# Your task
Put every line of the material below into a numbered list, skipping blank lines and leaving out the pictures.
..............................
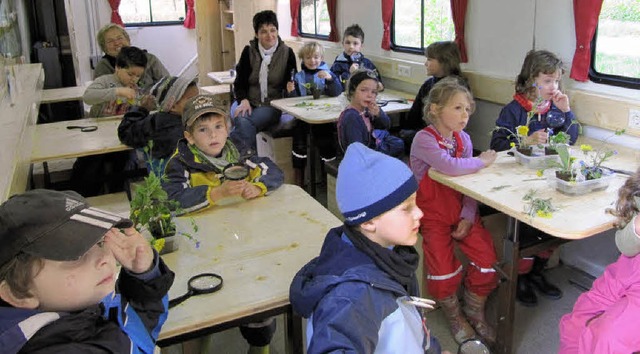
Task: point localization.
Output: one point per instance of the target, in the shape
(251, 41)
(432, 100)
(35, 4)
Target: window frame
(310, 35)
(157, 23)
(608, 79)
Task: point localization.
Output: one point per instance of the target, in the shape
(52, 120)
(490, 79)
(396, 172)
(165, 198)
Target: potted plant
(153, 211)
..............................
# Final answer
1. Task: point localization.
2. Output: one point per instance of the target, in the shape
3. (251, 41)
4. (432, 100)
5. (35, 4)
6. Target: window frame
7. (310, 35)
8. (157, 23)
9. (608, 79)
10. Task: point localization.
11. Output: one point per instance of the target, in the shape
12. (52, 120)
13. (490, 79)
14. (396, 172)
15. (165, 198)
16. Target: potted plant
17. (153, 211)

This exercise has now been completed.